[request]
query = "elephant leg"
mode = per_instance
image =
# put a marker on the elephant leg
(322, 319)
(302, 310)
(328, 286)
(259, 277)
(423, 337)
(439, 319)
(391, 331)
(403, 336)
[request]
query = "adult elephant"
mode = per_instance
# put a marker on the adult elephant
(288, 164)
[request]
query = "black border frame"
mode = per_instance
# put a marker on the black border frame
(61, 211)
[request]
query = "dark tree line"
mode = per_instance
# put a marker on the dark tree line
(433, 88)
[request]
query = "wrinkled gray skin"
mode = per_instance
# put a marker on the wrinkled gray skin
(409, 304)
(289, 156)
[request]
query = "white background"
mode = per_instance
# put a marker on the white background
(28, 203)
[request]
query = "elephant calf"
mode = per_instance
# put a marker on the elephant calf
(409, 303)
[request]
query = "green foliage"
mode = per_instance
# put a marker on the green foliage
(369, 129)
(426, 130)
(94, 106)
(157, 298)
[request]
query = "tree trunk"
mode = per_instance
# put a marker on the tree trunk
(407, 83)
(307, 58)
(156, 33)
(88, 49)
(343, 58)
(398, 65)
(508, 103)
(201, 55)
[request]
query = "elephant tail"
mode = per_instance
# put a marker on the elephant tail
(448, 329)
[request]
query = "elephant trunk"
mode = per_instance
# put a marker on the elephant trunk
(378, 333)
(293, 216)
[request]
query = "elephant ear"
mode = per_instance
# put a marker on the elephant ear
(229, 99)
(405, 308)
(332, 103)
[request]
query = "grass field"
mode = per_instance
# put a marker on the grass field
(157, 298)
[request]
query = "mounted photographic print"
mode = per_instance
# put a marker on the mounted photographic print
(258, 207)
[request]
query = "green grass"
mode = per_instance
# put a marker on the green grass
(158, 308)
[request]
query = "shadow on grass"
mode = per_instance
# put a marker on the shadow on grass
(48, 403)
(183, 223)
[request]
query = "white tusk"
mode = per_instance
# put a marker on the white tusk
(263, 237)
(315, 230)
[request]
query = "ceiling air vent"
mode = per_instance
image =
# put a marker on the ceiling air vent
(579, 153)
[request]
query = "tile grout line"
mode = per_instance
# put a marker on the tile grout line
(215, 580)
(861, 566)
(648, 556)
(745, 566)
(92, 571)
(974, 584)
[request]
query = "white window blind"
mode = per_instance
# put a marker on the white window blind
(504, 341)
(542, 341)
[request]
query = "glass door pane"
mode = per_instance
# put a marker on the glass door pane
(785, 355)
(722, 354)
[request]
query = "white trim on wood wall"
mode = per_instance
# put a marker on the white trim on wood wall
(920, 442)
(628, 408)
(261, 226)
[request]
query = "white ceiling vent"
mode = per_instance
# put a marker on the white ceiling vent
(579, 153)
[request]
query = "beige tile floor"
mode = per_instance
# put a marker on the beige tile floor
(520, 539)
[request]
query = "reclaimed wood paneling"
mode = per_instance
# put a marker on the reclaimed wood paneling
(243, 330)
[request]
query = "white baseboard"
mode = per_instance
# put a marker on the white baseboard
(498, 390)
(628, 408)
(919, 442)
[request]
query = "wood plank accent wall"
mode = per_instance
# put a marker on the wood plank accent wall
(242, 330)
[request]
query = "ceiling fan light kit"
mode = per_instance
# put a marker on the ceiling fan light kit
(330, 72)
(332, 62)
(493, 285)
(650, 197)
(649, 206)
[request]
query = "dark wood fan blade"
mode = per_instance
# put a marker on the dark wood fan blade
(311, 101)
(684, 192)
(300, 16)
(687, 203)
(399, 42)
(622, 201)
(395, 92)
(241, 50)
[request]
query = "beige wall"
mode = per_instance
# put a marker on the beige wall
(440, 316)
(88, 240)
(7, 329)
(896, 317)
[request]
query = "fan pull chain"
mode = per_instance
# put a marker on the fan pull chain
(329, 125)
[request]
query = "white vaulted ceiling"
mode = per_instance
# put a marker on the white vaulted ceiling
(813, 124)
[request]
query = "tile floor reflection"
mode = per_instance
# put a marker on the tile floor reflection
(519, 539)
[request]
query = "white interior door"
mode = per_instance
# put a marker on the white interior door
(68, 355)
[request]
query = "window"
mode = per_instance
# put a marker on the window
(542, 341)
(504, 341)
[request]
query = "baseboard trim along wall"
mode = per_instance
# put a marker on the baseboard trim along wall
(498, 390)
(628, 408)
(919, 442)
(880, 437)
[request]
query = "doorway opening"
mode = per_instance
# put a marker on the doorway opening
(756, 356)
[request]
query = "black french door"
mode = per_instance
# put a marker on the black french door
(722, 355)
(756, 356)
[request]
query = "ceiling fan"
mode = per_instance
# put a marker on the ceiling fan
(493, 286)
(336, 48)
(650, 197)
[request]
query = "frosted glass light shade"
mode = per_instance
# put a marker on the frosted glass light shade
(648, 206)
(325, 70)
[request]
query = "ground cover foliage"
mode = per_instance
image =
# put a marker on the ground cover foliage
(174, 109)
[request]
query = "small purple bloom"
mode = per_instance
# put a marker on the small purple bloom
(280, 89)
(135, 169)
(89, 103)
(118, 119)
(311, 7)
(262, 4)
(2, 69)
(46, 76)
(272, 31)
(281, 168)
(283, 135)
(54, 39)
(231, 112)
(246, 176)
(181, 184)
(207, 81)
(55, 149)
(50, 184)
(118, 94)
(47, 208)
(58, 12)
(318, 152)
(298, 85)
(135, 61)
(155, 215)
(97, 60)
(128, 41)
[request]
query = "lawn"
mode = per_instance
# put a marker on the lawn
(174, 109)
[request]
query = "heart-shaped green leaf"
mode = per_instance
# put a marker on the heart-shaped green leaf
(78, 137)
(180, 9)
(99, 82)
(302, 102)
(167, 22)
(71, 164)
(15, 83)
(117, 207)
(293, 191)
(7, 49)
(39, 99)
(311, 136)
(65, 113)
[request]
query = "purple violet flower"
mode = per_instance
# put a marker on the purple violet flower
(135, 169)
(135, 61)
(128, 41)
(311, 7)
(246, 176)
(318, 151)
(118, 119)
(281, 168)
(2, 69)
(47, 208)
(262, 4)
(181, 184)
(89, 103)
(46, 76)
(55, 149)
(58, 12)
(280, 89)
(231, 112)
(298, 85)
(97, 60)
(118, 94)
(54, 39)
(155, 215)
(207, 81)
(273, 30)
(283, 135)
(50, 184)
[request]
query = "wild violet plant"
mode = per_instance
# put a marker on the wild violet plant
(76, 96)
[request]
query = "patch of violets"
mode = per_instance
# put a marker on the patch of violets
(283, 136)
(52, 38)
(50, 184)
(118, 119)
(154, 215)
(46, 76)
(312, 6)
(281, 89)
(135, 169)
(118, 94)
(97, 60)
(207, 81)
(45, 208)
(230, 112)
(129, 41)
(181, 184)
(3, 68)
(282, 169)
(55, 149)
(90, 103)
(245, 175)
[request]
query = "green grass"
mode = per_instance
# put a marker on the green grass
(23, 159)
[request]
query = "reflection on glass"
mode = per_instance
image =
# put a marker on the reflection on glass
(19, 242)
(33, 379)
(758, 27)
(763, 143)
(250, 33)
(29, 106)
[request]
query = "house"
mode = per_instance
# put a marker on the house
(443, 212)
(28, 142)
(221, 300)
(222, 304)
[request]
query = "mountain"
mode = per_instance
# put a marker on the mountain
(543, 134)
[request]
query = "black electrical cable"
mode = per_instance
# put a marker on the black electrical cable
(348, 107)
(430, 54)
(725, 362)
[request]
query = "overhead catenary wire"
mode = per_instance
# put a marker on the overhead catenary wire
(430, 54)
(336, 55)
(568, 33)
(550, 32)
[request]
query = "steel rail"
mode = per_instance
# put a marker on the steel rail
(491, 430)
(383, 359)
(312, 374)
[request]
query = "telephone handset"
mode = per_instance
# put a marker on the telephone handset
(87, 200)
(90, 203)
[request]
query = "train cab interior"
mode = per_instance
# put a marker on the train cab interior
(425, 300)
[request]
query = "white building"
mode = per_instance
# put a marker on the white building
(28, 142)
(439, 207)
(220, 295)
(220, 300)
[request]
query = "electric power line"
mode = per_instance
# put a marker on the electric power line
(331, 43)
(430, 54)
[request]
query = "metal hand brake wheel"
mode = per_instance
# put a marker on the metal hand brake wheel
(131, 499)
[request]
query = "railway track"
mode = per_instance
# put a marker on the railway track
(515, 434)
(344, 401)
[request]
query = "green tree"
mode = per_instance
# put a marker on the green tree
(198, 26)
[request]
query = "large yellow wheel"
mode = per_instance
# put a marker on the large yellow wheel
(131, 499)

################

Comptez les lignes des items ci-dessus qui contiennent la chaîne « along », en respectant la casse. Donnez seulement ce nombre.

▶ [Corrigé]
2